Monday, March 17, 2014

IF ONE IS TALKING ALL THE TIME, WHEN DOES ONE HAVE TIME TO THINK?

Douglas Adams, The Restaurant at the End of the Universe, introduced by Adam Roberts, illustrated by Jonathan Burton (London: The Folio Society, 2011) ("It is worth repeating at this point the theories that Ford had come up with, on his first encounter with human beings, to account for their peculiar habit of continually stating and restating the very very obvious, as in 'It's a nice day,' or 'You're very tall,' or 'So this is it, we're going to die.' His first theory was that if human beings didn't keep exercising their lips, their mouths probably seized up. After a few months of observation he had come up with a second theory, which was this--if human beings don't keep exercising their lips, their brains start working." Id. at 137.).

Sunday, March 16, 2014

ARTHUR M. SCHLESINGER, JR. AND AMERICAN LIBERALISM

Arthur M. Schlesinger, Jr., The Letters of Arthur Schlesinger, Jr., edited by Andrew Schlesinger & Stephen Schlesinger (New York: Random House, 2013) ("These letters from the inside of the movement provide a quasi history of American liberalism and its struggles through the crucial decades from 1945 to 2005, from Franklin D. Roosevelt to George W. Bush." Id. at xii. From a letter to Averell Harriman, 12/12/1949: "The presence of a college president indifferent to educational values or problems has, as you would well imagine, seriously demoralizing consequences for the total intellectual life of the university. It is most improbable that universities under such leadership, or lack of it, will become vital intellectual centers." Id. at 28, 28. From a letter to Ernest Daniels, 8/1/1988: "... Of course, democracy is a most unsatisfactory form of government. The argument for it, as Churchill famously pointed out, is that it is less unsatisfactory than all the other forms. Despite the ignorance and infirmities of a mass electorate, the democratic form contains more possibilities of intelligent self-correction than any other form--or so it seems to me. But I have never supposed democracy to be a self-executing process. 'Perhaps no form of government,' as Bryce said, 'needs greater leaders so much as democracy.' You may be interested in some of the reflections in 'Democracy and Leadership,' the last chapter in The Cycles of American History." "I doubt, by the way, that those whom you call the 'plebeians' really constitute 'democracy's ruling class.' Power in the American democracy resides elsewhere." Id. at 501, 501. Also, see George Packer, "A Historian in Camelot," NYT Book Review, Sunday, 12/22/2013.).

Work to complete ▸
Transcribe the excerpt from "Douglas Adams, The" to "Id. at 137.).". The rows below this point come from a different source than the excerpt.

Data entries ▸
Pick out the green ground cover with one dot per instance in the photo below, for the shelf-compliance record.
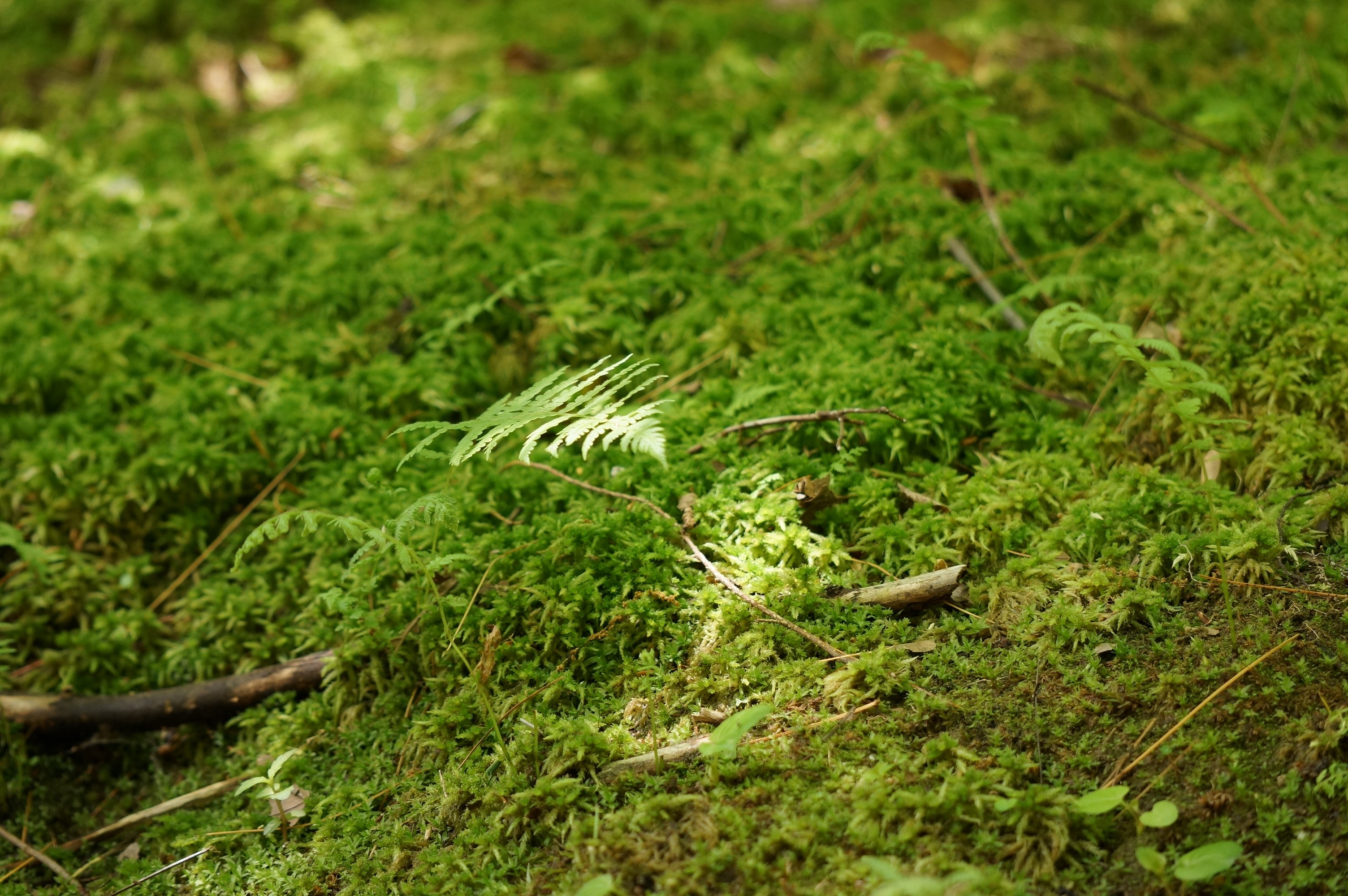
(391, 213)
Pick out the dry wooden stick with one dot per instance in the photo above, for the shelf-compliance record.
(1183, 130)
(169, 867)
(711, 359)
(989, 288)
(1184, 721)
(227, 531)
(1273, 588)
(839, 197)
(221, 207)
(1164, 772)
(808, 418)
(1264, 197)
(1216, 207)
(823, 721)
(991, 207)
(711, 568)
(1097, 240)
(46, 860)
(227, 371)
(738, 592)
(588, 487)
(52, 716)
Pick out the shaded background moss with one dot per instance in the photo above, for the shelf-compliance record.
(463, 198)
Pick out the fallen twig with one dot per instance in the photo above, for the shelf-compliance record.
(227, 531)
(588, 487)
(809, 418)
(1272, 588)
(46, 860)
(169, 867)
(689, 750)
(1184, 721)
(848, 715)
(1164, 122)
(54, 716)
(735, 589)
(990, 289)
(1164, 772)
(674, 380)
(199, 797)
(907, 592)
(1216, 207)
(991, 207)
(1264, 197)
(220, 368)
(738, 592)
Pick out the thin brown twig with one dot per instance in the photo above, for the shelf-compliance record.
(989, 288)
(1272, 588)
(1184, 721)
(874, 566)
(823, 721)
(1287, 112)
(588, 487)
(711, 568)
(1097, 240)
(227, 531)
(808, 418)
(227, 371)
(839, 197)
(711, 359)
(1164, 772)
(479, 589)
(991, 207)
(169, 867)
(46, 860)
(738, 592)
(199, 150)
(1264, 197)
(1164, 122)
(1216, 207)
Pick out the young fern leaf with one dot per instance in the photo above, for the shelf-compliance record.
(374, 541)
(585, 407)
(436, 508)
(1064, 321)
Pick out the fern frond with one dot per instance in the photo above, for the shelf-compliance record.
(585, 407)
(436, 508)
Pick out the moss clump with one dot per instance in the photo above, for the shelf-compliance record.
(229, 237)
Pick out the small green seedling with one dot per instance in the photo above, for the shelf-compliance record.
(1197, 864)
(1162, 814)
(1152, 860)
(601, 886)
(895, 883)
(724, 741)
(1099, 802)
(285, 814)
(1207, 862)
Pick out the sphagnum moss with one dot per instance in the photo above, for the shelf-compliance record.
(401, 215)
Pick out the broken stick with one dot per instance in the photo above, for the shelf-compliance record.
(989, 288)
(909, 592)
(50, 716)
(46, 860)
(808, 418)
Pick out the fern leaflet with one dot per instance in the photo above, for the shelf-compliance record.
(585, 407)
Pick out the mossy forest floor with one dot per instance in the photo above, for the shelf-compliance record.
(232, 233)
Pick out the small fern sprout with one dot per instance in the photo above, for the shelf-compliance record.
(1187, 383)
(587, 407)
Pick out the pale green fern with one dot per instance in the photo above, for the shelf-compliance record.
(1165, 371)
(585, 407)
(375, 542)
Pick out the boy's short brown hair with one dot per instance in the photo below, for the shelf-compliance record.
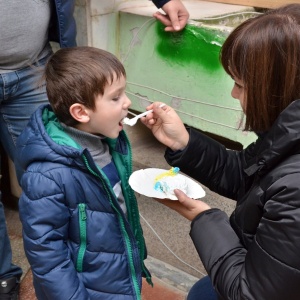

The completed task ▸
Douglas Adams, The Restaurant at the End of the Universe, introduced by Adam Roberts, illustrated by Jonathan Burton (London: The Folio Society, 2011) ("It is worth repeating at this point the theories that Ford had come up with, on his first encounter with human beings, to account for their peculiar habit of continually stating and restating the very very obvious, as in 'It's a nice day,' or 'You're very tall,' or 'So this is it, we're going to die.' His first theory was that if human beings didn't keep exercising their lips, their mouths probably seized up. After a few months of observation he had come up with a second theory, which was this--if human beings don't keep exercising their lips, their brains start working." Id. at 137.).